* **Objective 1**
Which lines of the listing below contain the string "wing"? Report each of those lines in full.

* **Source text**
»»
Rachel Mossberg ’10 on Her Path to Digital Media

As a film/media major also pursuing minors in art and writing and rhetoric, Rachel Mossberg ‘10 kept busy during her time as an undergraduate student at URI. She participated in 90.3 WRIU FM, the URI community radio station; the student production of The Vagina Monologues; and The Independent Scribe, URI’s student-run arts and literature publication at the time, among other things. While her outside-of-the-classroom experiences proved to be both fun and creative, helping her explore her passions and hone her skills, she notes that one professor in particular stuck with her as well. “I wouldn’t be where I am today without the education Professor Keith Brown gave me,” she says. “From Keith, I learned pretty much the most important lesson I’ll ever learn: if you want to make something, figure out how to make it. Keith proved to us all you don’t need a fancy film school degree to make it in this field, you just need to work hard and be resourceful.”
««
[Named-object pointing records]
»»
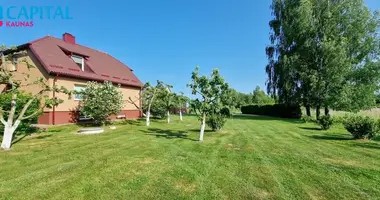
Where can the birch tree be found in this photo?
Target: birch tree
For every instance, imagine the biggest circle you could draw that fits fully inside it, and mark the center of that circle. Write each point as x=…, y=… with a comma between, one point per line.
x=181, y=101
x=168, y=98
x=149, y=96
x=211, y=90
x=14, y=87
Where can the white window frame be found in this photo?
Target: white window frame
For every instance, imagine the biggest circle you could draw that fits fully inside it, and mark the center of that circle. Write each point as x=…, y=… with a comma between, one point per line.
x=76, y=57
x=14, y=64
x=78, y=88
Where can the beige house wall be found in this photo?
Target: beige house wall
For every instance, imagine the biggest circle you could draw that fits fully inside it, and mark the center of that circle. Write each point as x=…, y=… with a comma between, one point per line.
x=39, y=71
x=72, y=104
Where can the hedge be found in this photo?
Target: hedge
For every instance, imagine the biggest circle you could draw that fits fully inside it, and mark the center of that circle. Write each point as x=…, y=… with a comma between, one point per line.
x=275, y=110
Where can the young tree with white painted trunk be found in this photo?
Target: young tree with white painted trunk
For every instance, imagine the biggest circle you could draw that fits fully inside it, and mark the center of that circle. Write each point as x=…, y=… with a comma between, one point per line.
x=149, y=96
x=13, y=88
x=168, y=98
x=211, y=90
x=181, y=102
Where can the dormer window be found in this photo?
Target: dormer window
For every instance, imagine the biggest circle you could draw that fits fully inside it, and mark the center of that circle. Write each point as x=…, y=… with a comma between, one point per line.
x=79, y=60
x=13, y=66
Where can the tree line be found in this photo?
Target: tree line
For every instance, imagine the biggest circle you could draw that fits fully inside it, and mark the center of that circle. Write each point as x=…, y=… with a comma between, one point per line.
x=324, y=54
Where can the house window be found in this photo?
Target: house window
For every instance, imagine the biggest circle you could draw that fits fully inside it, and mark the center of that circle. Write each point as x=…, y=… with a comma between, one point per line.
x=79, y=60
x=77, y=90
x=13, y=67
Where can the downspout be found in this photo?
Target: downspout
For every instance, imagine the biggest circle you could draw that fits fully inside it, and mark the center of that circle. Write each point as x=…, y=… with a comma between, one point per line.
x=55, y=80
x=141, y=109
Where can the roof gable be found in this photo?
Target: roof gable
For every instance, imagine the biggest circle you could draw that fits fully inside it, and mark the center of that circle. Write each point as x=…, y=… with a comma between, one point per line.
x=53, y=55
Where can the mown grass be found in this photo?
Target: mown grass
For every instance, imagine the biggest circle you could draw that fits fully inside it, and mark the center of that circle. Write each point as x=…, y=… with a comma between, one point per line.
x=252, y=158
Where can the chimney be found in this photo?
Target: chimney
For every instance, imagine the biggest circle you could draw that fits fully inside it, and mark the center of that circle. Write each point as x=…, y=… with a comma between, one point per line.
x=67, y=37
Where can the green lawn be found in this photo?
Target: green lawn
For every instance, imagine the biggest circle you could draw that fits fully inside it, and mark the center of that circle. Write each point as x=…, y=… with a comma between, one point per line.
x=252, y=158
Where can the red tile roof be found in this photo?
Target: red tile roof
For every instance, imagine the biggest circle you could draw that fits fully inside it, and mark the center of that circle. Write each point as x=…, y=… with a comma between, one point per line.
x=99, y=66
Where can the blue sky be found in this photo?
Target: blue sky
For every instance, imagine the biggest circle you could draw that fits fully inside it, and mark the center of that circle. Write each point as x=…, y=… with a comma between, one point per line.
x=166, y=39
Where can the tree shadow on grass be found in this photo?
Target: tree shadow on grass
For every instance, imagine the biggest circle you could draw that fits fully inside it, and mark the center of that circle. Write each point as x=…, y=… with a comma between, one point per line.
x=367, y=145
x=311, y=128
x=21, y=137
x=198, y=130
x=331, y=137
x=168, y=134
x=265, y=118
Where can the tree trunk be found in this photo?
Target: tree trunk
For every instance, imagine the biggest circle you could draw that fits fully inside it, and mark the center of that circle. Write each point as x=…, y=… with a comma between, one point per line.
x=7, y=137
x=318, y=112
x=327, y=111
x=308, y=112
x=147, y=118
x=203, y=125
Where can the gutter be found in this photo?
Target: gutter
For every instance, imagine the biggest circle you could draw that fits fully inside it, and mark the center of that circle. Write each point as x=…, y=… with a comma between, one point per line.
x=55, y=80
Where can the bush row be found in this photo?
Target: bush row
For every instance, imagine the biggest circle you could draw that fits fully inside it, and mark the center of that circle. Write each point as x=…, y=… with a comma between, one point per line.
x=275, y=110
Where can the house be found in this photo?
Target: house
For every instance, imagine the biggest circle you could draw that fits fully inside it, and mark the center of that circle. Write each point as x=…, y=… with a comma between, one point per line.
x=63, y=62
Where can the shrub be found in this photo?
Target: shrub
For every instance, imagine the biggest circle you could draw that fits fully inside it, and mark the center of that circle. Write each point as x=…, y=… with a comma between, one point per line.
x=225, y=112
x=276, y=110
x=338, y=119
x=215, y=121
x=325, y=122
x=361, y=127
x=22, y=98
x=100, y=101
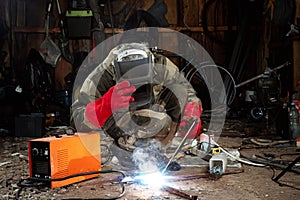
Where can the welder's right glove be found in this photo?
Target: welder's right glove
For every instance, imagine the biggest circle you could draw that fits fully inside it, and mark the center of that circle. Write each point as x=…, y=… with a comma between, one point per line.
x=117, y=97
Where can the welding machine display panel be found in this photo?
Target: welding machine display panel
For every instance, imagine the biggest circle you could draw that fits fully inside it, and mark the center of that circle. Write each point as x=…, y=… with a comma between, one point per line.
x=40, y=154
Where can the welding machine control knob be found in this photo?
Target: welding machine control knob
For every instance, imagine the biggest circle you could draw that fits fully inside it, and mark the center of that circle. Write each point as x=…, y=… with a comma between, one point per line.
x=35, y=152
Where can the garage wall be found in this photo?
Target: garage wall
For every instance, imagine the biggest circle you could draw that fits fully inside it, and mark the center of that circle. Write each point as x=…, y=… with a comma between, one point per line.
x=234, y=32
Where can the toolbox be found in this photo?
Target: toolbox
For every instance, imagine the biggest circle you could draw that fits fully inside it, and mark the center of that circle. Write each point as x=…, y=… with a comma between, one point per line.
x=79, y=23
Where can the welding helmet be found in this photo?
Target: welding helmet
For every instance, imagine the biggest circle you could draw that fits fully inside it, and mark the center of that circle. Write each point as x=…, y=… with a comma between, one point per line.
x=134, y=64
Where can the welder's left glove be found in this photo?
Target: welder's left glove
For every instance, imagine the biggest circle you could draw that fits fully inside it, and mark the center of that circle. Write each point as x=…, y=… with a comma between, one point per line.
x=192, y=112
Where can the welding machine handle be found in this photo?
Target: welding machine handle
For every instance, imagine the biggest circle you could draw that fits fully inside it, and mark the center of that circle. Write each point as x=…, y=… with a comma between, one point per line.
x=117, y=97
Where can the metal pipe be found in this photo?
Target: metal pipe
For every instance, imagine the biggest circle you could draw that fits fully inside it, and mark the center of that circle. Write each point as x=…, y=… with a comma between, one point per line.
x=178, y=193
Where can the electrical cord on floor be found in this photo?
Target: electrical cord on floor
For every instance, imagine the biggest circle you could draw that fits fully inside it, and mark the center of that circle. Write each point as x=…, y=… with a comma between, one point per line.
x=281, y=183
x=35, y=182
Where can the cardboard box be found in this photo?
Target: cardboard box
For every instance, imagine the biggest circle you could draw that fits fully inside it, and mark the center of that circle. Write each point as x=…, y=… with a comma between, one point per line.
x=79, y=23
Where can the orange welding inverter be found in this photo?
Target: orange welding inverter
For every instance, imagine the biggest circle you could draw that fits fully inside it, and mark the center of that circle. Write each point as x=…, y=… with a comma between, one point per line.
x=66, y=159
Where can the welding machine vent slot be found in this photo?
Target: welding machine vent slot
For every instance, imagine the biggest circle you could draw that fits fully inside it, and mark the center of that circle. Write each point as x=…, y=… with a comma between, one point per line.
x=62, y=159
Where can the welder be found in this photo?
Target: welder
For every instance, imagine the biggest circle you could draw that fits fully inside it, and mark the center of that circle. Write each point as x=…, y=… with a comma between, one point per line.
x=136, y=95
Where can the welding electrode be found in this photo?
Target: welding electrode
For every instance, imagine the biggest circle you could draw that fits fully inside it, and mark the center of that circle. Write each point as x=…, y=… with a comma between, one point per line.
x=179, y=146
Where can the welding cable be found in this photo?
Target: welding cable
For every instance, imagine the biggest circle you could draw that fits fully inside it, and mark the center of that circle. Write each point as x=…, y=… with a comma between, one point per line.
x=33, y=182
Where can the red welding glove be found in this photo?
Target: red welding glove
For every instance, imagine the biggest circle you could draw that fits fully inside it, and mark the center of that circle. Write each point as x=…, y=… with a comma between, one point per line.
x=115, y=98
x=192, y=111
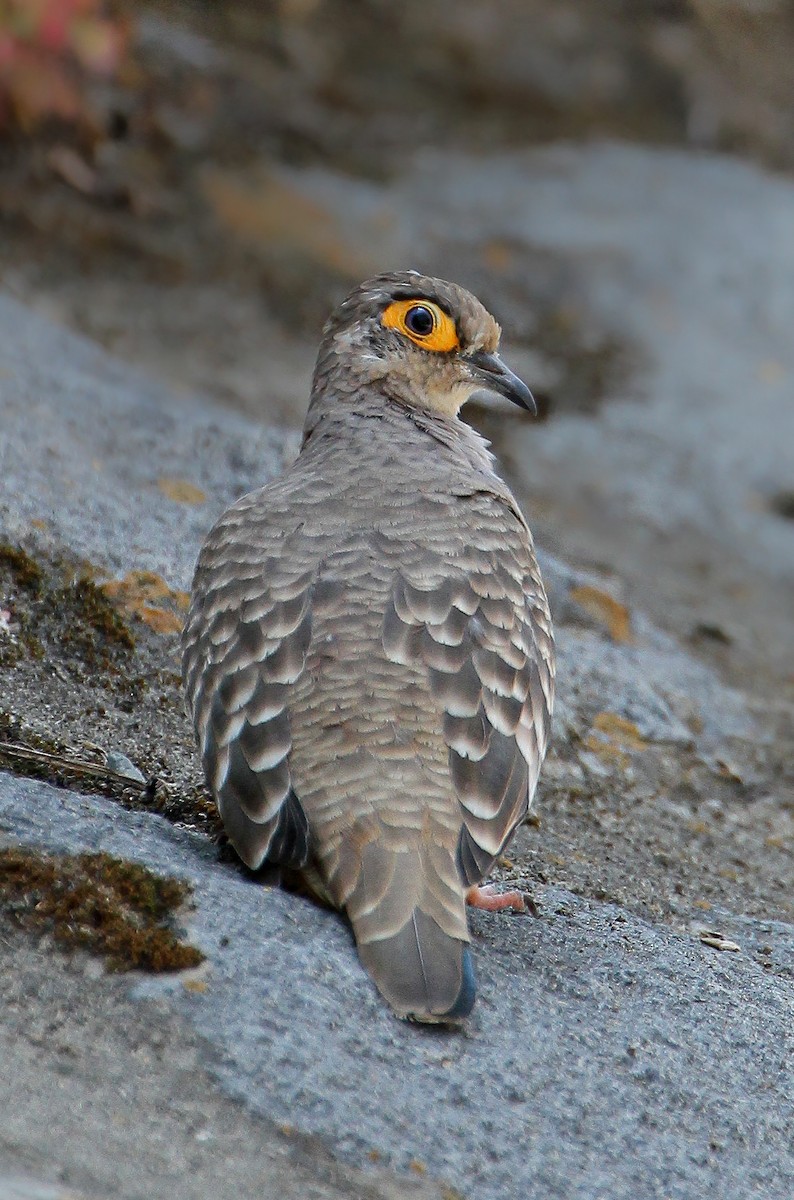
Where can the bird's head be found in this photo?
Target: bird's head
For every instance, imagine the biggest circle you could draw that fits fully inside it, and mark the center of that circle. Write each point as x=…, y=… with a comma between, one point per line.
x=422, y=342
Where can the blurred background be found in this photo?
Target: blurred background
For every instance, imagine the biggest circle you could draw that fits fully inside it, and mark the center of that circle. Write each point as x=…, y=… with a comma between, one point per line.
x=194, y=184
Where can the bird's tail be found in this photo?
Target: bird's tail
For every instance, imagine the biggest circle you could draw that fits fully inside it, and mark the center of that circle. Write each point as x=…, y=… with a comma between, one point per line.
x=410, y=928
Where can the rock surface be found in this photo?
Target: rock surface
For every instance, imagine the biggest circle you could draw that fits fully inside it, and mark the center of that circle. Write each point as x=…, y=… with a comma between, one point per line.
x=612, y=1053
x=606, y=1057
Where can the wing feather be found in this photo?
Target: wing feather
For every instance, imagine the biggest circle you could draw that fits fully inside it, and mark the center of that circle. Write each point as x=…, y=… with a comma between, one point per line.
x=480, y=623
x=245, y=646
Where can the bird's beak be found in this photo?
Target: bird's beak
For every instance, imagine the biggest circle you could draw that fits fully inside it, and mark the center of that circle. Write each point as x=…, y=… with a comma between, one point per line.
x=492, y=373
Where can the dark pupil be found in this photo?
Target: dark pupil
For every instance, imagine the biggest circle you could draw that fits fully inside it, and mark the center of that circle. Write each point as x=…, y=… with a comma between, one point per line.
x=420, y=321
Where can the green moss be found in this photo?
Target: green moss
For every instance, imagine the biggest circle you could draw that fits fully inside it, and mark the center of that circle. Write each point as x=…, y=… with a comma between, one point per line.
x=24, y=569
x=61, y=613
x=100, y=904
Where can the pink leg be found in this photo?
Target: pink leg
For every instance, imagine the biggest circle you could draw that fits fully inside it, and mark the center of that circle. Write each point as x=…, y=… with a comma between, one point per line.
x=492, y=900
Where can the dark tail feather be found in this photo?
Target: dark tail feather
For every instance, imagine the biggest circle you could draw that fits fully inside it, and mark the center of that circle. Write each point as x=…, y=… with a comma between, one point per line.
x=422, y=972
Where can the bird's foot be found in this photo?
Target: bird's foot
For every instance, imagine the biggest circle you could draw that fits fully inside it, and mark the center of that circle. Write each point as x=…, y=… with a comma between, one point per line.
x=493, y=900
««
* **Objective 2**
Which activities outside the classroom does the Rachel Mossberg profile above name as ones she took part in at URI?

* **Finished answer 1**
Where can the wing feather be found in this photo?
Target: wing feather

* **Finished answer 2**
- 90.3 WRIU FM, the URI community radio station
- The student production of The Vagina Monologues
- The Independent Scribe, URI's student-run arts and literature publication at the time